# [Given data]
########

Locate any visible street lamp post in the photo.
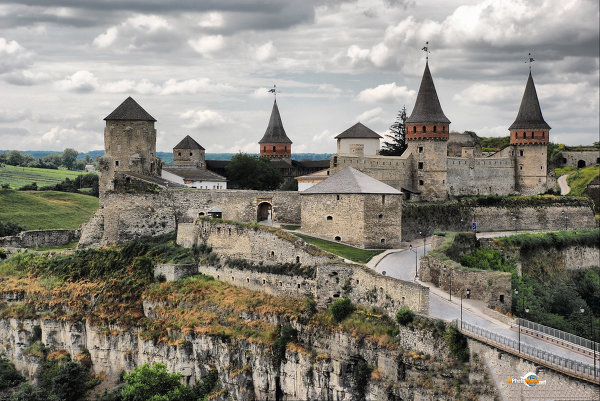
[460,288,471,329]
[579,306,596,381]
[408,244,419,281]
[444,265,452,301]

########

# [The request]
Turn the records above into a Markdown table with the columns Row and Line, one numbered row for each line and no blank lines. Leave the pictures out.

# [Solution for this task]
| Row | Line |
|---|---|
| 1 | Locate any visible street lamp post in the photo. |
| 2 | [460,288,471,329] |
| 3 | [579,306,596,381] |
| 4 | [408,244,419,281] |
| 5 | [444,265,452,301] |